ENTRIES:
= = = =
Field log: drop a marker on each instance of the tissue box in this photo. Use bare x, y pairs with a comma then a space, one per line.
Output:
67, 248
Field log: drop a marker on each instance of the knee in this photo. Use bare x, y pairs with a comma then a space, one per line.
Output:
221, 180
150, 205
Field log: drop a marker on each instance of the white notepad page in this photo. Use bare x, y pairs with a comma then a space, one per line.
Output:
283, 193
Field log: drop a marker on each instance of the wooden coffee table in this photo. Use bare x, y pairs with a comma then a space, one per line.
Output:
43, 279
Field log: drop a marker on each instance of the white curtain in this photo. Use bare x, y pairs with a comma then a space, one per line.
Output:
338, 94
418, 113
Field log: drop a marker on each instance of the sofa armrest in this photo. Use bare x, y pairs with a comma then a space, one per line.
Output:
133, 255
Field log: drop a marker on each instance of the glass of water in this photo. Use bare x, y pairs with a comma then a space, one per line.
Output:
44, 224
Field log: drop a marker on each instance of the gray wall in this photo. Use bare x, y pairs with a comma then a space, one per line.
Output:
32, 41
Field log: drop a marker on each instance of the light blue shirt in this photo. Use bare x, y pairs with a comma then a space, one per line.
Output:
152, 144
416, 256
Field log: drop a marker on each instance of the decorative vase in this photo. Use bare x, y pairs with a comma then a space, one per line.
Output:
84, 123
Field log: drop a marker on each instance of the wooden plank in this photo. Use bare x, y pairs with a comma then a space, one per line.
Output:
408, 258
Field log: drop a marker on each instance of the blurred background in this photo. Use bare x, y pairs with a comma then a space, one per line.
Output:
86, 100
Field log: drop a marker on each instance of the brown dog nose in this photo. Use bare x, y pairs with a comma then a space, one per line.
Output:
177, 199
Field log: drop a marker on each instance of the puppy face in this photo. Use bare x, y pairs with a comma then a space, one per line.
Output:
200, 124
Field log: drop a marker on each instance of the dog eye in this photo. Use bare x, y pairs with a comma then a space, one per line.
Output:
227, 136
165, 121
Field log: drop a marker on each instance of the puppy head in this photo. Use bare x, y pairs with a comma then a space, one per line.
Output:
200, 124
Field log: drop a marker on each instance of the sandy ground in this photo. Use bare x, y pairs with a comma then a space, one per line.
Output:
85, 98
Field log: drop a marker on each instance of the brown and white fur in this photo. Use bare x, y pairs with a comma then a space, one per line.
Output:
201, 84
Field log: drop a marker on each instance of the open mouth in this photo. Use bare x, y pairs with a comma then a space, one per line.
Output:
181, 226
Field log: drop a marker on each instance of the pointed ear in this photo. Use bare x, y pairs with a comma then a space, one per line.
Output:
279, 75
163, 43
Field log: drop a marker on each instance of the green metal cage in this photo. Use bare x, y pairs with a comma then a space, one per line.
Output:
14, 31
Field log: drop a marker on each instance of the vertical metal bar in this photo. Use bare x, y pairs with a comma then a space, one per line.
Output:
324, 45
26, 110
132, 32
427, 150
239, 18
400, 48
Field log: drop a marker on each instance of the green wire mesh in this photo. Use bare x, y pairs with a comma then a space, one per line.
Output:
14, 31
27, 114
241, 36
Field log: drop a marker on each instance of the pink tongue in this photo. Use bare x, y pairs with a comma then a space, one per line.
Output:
= = = =
AIM: Can you write out every row above again, changing "drop a marker" to "place a point" and leaving the rest untouched?

THE COMPLETED TASK:
Field log: place a point on each instance of the tissue box in this photo. Use bare x, y pairs with a comma then a space, one per line.
Output:
67, 248
Field log: place a point on each instance of the knee in this photo. Use bare x, y pairs with a comma then a space, one per line.
Output:
221, 180
150, 205
Field log: place a point on each instance of the white notepad page in this photo. Use bare x, y pairs with a comma then a space, one per line.
Output:
283, 193
Field log: place a point on each instance of the wooden coffee table in this photo. Use bare x, y pairs with a comma then a space, one per line.
Output:
43, 279
Field log: place a point on each instance of the white curtain in this photo. Use bare x, y pairs with a comma then a space, one per line.
Output:
338, 94
418, 113
Field log: place a point on each instance of the sofa armrest in this photo. Use bare x, y pairs with a comma then a space, one per line.
Output:
133, 255
Field log: place a point on each instance of the glass of water in this photo. Use bare x, y pairs with a comma then a space, one per line.
Output:
44, 224
Field log: place a point on each instance of the gray wall in this photo. Use bare x, y pairs with a comma then a space, one per line.
Output:
32, 41
Field log: place a point on each instance of the light blue shirt in this photo. Use bare x, y pairs with a comma then a space, one per line.
Output:
152, 144
416, 256
Field log: place a point on each instance of the decorative vase in this photo. Use bare x, y pairs with a comma then a space, one per line.
Output:
84, 123
Field log: place a point on each instance of the wooden plank in this photo. Use bare x, y pairs with a comma then a space, one per line.
Output:
408, 258
Field log: place a point on each instance of the blurred background in this photo. Use bare x, y pairs with a comma then a space, one per line.
Output:
86, 100
Field log: place a point on each instance of the brown dog nose in this photo. Use bare x, y pairs with a comma then a space, one per line.
Output:
177, 199
Field log: place a point on each instance of the puppy face in this photo. Use bare x, y pairs with a comma then a space, one per line.
Output:
200, 124
Field log: place a point on each instance of the dog eye in this photo. Use bare x, y pairs with a comma then a space, one per line.
Output:
227, 136
165, 121
Field log: place a point on each instance of the puppy head in this photo. Use bare x, y pairs with a comma then a space, one per line.
Output:
200, 124
Field log: place a point on each instance of the sandy ground in this photo. Use bare x, y pairs with a comma then a space, one per line.
Output:
85, 98
Field log: place a point on each instance of the brown and white fur in this photo. Use bare x, y pairs with a comma then a space, one per line.
Output:
201, 84
Field log: place a point on each instance of the open mouth in this photo. Use bare x, y pairs with a comma then a space, one per line.
Output:
181, 226
Field log: place a point on each instance of the pointed ear in this photo. Use bare x, y pairs with a comma then a space, one per line.
Output:
279, 75
163, 43
Field log: place a point on each instance of the green metal cage in this photo. Use bare x, y pairs with a comma then a space, one per line.
Output:
14, 31
Field log: place a point on each instance of the vertical metal bar in this photo. Use bare x, y pairs with a comma then a space, one per line.
Output:
324, 45
26, 110
132, 32
427, 150
239, 18
400, 48
Field log: place a point on each instance of the green wire mesh in this photo. Use bare x, y pairs with a comma then a space, one per line.
Output:
14, 31
27, 114
241, 36
Field log: place a point on each instance of the pink tongue in this photo. Use bare x, y pairs with a comma then a space, one per line.
Output:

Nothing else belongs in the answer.